[Excerpts from a pointing dataset]
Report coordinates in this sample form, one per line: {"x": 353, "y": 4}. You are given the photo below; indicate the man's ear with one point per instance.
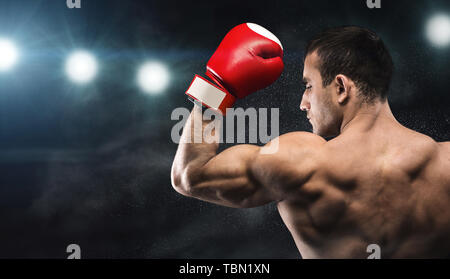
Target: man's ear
{"x": 343, "y": 88}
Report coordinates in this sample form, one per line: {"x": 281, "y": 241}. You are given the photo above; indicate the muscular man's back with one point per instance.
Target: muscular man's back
{"x": 381, "y": 184}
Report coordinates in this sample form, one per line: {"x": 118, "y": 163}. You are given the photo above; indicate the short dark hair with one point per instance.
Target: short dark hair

WRITTEN TASK:
Rewrite every line of the entries above, requests included, and shift each x and y coordinate in the answers by 116. Leave the pictures out.

WRITTEN REPLY:
Report coordinates in this sample form, one per line: {"x": 353, "y": 4}. You are given the photo below; indicate the man's ear with one point per instance.
Target: man's ear
{"x": 459, "y": 204}
Report coordinates in this sample form, one per line: {"x": 281, "y": 241}. You are given the photo above; indicate the muscular man's back with one point per instance.
Target: muscular man's back
{"x": 497, "y": 300}
Report coordinates in this sample form, one per line: {"x": 118, "y": 163}. You are given the photo above; indicate the short dark hair with one point per instance.
Target: short dark hair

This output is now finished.